» **Set task**
Retype all of the data. Every line must match exactly.

» **Material for the task**
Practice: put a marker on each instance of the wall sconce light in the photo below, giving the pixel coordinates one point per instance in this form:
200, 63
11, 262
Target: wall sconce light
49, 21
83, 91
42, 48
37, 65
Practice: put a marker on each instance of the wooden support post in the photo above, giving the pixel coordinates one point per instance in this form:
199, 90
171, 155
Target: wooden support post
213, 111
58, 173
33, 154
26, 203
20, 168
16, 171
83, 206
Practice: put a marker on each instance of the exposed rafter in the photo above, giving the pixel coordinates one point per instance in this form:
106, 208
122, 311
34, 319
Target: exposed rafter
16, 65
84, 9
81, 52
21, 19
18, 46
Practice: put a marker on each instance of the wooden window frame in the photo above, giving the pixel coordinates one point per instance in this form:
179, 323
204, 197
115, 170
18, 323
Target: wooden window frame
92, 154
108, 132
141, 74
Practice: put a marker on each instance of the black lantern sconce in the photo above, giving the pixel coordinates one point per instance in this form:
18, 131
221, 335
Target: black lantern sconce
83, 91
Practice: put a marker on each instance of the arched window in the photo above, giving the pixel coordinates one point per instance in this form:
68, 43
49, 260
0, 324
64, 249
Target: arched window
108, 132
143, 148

» **Task response**
Practice: put a marker on each instance of the wall sconce light in the photo below, giving the pixel coordinates one point per instance in this form:
200, 63
11, 262
Target: wall sconce light
49, 21
83, 91
42, 48
37, 65
Practice: put a marker on each instance of the wooden support post in the photo above, giving the pixel coordinates one point per instance in this form:
199, 90
171, 155
Target: wooden support post
213, 111
58, 173
33, 154
26, 203
20, 168
16, 171
83, 206
Practice: put a marker on each instance of the exposed rafter in the photo above, giving the pixel coordinates one point per instance in this form:
106, 208
122, 311
34, 319
Target: exposed rafter
16, 65
84, 9
81, 52
21, 19
18, 46
Practice: put a marker on each instance of the wooden window frame in the photo above, giving the pixel coordinates one point per instance in this form:
179, 323
204, 197
115, 170
18, 323
Target: wooden window frame
92, 154
108, 132
141, 74
Practice: put a marker on each instance of the black lantern sconce in the photo above, giving the pixel coordinates one point per instance in this form:
18, 131
221, 335
Target: black lantern sconce
83, 91
Practice: put a marker on each instance of the arched window in the photo above, giving the pixel coordinates one point per instance in this form:
68, 43
49, 260
0, 324
64, 249
Target: arched window
108, 132
143, 148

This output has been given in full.